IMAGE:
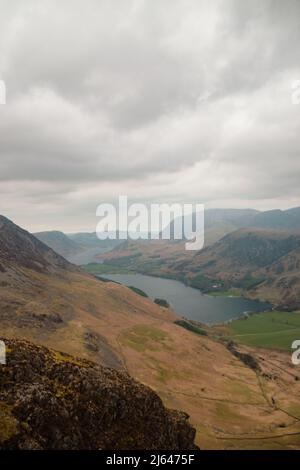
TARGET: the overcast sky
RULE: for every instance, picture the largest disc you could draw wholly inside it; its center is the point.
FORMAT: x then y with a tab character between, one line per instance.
162	100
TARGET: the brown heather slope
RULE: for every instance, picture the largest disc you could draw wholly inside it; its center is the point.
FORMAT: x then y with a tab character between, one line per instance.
230	404
50	400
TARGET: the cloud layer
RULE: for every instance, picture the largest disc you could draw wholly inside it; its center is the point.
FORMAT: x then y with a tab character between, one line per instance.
176	100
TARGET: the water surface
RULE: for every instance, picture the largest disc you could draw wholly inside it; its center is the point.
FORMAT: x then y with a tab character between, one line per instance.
190	302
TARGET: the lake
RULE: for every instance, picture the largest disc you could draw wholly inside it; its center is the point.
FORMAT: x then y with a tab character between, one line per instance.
190	302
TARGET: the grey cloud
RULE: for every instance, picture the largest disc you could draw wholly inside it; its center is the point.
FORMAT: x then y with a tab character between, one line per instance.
147	95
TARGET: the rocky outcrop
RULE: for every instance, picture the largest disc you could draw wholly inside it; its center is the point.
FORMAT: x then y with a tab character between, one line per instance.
18	248
50	400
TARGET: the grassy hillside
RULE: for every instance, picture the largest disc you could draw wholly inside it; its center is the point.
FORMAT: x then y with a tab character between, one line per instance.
275	330
230	404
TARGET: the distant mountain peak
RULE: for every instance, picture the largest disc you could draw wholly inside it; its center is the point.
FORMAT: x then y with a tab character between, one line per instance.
18	248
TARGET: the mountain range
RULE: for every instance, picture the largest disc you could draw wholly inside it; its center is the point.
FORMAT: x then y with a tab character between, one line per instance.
47	301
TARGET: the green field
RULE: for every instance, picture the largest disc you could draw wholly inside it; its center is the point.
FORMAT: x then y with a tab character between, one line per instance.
275	330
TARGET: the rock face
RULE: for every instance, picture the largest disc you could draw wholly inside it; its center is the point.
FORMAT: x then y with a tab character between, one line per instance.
50	400
19	248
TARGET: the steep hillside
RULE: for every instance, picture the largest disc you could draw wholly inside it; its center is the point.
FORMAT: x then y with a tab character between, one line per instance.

-*-

**WRITTEN REQUEST:**
Repeat all of the items above line for line, leaving out the pictures.

**OUTPUT:**
IMAGE:
TARGET: the overcast sky
RULE: for every instance, picture the largest disc you could draw wholly inside it; its center is the point.
FORMAT: x then y with a tab character between, one line per instance.
162	100
TARGET: the brown heather slope
RULE: for every instance, picture the largest disc you could draw wholly inside it; its center is the point.
FORMAT: x then y with a tab character between, one line per instance.
230	404
50	400
TARGET: the cloud layer
RULE: for every instance, picture the largest disc you could draw wholly inside it; its center is the point.
FORMAT: x then y with a tab character between, one line per instance.
176	100
TARGET: the water surface
RULE: for every instance, picture the largest disc you could draw wholly inside it; its center is the point.
FORMAT: x then y with a tab character between, one line per instance.
190	302
TARGET: the lake
RULE: for every instance, picture the largest disc you could draw wholly inside it; its center is the point.
FORMAT: x then y with a tab character between, one line per instance.
190	302
TARGET: the grey cloud
RULE: for every instance, picture the largest disc you could draw wholly inside it; its center is the point.
FORMAT: x then y with a tab character between, one line per instance.
147	95
TARGET: the rocky outcrop
RULE: for every instance, picture the largest disc you could draw wholly inside it; its center is the point.
FORMAT: x then y with a tab character between, one line per instance.
18	248
50	400
TARGET: the grassy hillside
RULE: for every instance, picture the largest disc you could draw wholly inside it; its center is the point.
FORMAT: x then y with a tab character between, one line per instance.
275	330
230	404
TARGET: the distant mountain peak
RULE: for every instance, picture the largest disc you could draw wholly inside it; its center is the point.
FORMAT: x then y with a tab character between, one line per instance.
18	248
TARGET: the mountain range
RULE: for every instance, picture the largest disc you could draw wholly inside it; its center is the point.
FORMAT: x then y with a tab character between, one line per instance.
47	301
TARGET: the green field
RULE: for every instance, picture the largest disc you could draw wholly inside it; its center is the point.
FORMAT: x then y with a tab character between, one line per instance.
275	330
TARGET: the rock face
RULE: for every instance, picture the largest disc you could draw wholly inside it; its center is the point.
FORMAT: x then y with a tab character between, one line per instance.
50	400
19	248
TARGET: the steep hillside
RULE: for every instance, picture the largest disc you could draw wholly inside it; its center is the point.
FORMAT: x then y with a tab character between, one line per instance.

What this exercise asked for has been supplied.